◆ REQUIREMENT A:
In the Rockwell International history, what price did the company receive for Graphic Systems?
◆ REQUIREMENT B:
Which military aircraft does the Rockwell International history list among the Rockwell companies' firsts?
◆ REQUIREMENT C:
Can you restate the paragraph of the Rockwell International history beginning "In 2001, what remained" more briefly?

◆ EXTRACT:

At the end of the 1980s, the company sold its valve and meter division, formerly Rockwell Manufacturing, to British Tyre & Rubber. Although Rockwell was the #1 Defense and NASA contractor, the  "peace dividend" perceived after the fall of the Soviet bloc, led the company to sell its defense and aerospace business, including what was once North American Aviation, the Defense Electronics Division and Rocketdyne, to Boeing Integrated Defense Systems in December 1996. In the 1990s, the company spun off its semiconductor products as Conexant Technologies (CNXT), later bought by Synaptics in 2017. Rockwell International also spun off its two automotive divisions (light vehicles division and heavy vehicles division) as one publicly traded company, Meritor Automotive, based in Troy, Michigan, which then merged with Arvin Industries to form Arvin Meritor. That company is now known as Meritor, Inc. In 1996, Rockwell International sold Graphic Systems (formerly Miehle-Goss-Dexter), an Illinois-based newspaper and commercial printing press manufacturer, to its internal management team Stonington Partners as part of a new corporation for US$600 million.

In 2001, what remained of Rockwell International was split into two publicly traded companies, Rockwell Automation and Rockwell Collins, ending the run of what had once been a massive and diverse conglomerate. The split was structured so that Rockwell Automation was the legal successor of the old Rockwell International, while Rockwell Collins was the spin-off.

In the end, the result had been four spin-offs and three sales combined from Rockwell's nine divisions.

The various Rockwell companies list a large number of firsts in their histories, including the World War II-era P-51 Mustang fighter and the B-25 Mitchell bomber, and the Korean War-era F-86 Sabre fighter jet, as well as the Apollo spacecraft, the B-1 Lancer bomber, the Space Shuttle orbiter, and most of the Navstar Global Positioning System satellites.

Rocketdyne, which had been spun off by North American in 1955, was re-merged into Rockwell, and by that time produced most of the rocket engines used in the United States. Rockwell also purchased the Aero Design and Engineering Company from William and Rufus Travis Amis. Rockwell redesigned the company's Aero Commander aircraft, introducing its new design as the Rockwell Commander 112 and Commander 114.

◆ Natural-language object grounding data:
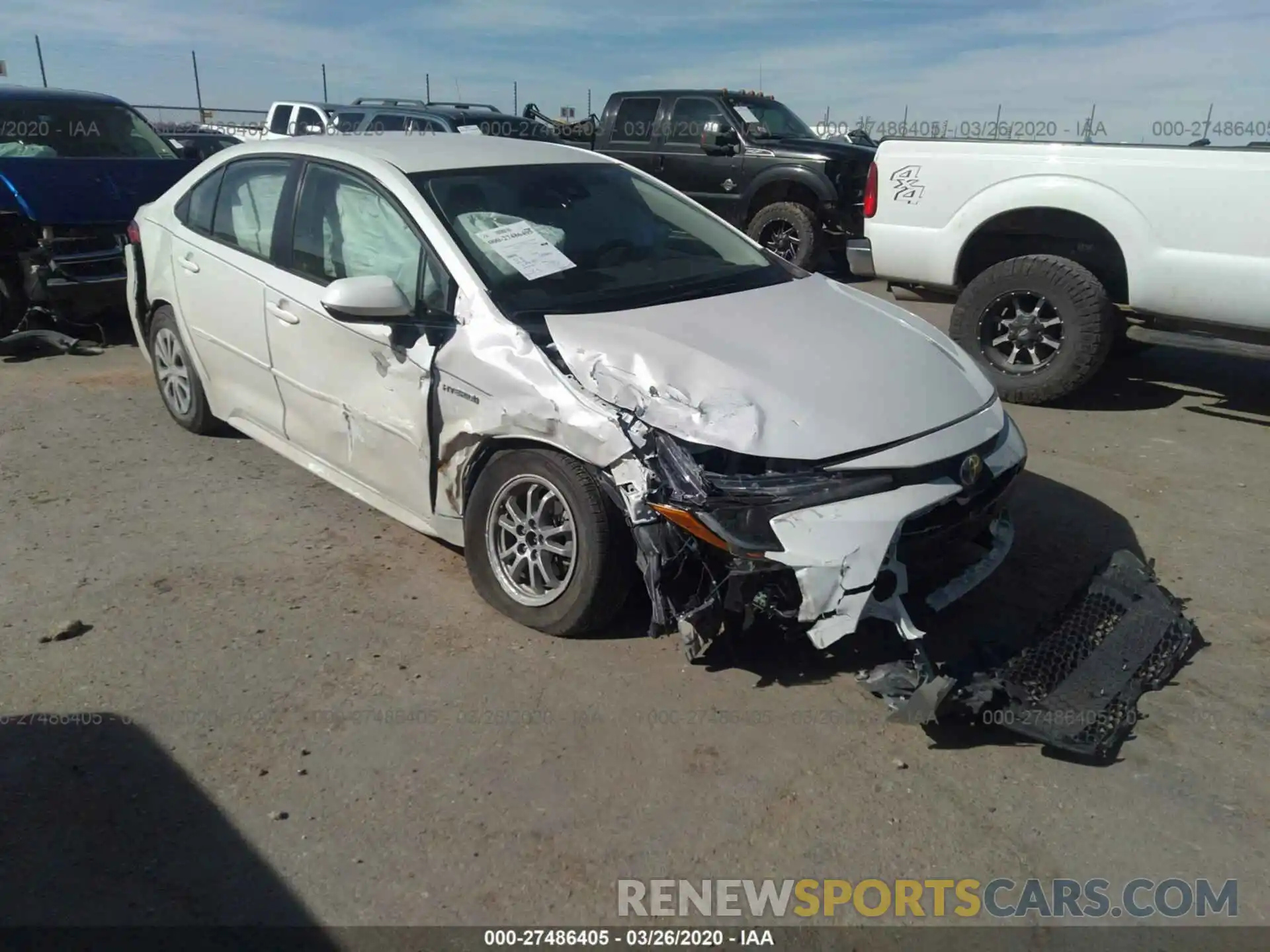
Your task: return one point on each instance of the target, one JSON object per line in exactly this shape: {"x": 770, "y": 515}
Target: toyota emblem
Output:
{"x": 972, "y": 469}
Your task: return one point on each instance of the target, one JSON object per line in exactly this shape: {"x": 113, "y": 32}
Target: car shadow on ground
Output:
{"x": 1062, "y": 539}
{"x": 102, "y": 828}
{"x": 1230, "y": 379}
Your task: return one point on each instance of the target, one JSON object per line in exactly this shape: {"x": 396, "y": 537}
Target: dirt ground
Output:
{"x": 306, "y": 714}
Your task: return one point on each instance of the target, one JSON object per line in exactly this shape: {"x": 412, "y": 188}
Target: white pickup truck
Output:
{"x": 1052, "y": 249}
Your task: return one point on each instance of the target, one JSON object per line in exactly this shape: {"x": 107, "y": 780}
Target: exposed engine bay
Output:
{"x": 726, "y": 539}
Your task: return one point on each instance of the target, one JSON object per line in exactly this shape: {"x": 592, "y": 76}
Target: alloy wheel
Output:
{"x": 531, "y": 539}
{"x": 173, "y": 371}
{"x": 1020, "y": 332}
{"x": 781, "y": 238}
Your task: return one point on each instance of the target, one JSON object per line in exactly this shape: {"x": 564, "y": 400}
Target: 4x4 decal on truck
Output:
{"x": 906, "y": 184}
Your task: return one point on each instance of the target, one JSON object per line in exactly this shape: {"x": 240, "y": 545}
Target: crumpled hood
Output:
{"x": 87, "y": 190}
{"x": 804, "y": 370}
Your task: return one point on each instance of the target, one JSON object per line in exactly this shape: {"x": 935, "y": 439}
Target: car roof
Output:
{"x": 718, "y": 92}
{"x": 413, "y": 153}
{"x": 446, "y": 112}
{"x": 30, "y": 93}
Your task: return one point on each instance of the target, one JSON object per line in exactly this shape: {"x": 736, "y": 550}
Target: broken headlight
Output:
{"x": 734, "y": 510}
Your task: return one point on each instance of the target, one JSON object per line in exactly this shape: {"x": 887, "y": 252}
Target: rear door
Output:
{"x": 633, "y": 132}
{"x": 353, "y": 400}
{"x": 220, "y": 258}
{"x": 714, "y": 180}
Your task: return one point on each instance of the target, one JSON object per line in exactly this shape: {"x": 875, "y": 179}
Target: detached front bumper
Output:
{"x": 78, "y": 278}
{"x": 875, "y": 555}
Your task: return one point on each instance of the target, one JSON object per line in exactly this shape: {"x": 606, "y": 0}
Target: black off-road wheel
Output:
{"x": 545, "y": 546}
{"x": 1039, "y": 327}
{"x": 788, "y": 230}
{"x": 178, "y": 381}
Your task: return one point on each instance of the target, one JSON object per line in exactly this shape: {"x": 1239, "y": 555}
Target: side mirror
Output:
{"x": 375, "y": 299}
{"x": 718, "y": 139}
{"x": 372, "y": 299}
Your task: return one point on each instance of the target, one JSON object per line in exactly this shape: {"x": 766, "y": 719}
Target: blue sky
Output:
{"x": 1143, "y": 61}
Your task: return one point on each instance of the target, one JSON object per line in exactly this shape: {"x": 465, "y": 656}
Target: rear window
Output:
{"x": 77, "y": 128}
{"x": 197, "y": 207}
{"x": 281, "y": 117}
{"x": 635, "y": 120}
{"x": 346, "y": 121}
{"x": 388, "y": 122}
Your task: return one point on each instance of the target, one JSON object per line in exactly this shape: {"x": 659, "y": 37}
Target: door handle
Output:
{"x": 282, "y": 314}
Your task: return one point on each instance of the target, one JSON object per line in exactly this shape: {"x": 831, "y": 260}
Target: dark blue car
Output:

◆ EXERCISE ANSWER A:
US$600 million

◆ EXERCISE ANSWER B:
- P-51 Mustang fighter
- B-25 Mitchell bomber
- F-86 Sabre fighter jet
- B-1 Lancer bomber

◆ EXERCISE ANSWER C:
In 2001, the remainder of Rockwell International split into two publicly traded companies, Rockwell Automation and Rockwell Collins. This ended the once massive, diverse conglomerate. Rockwell Automation became the old company's legal successor, and Rockwell Collins was the spin-off.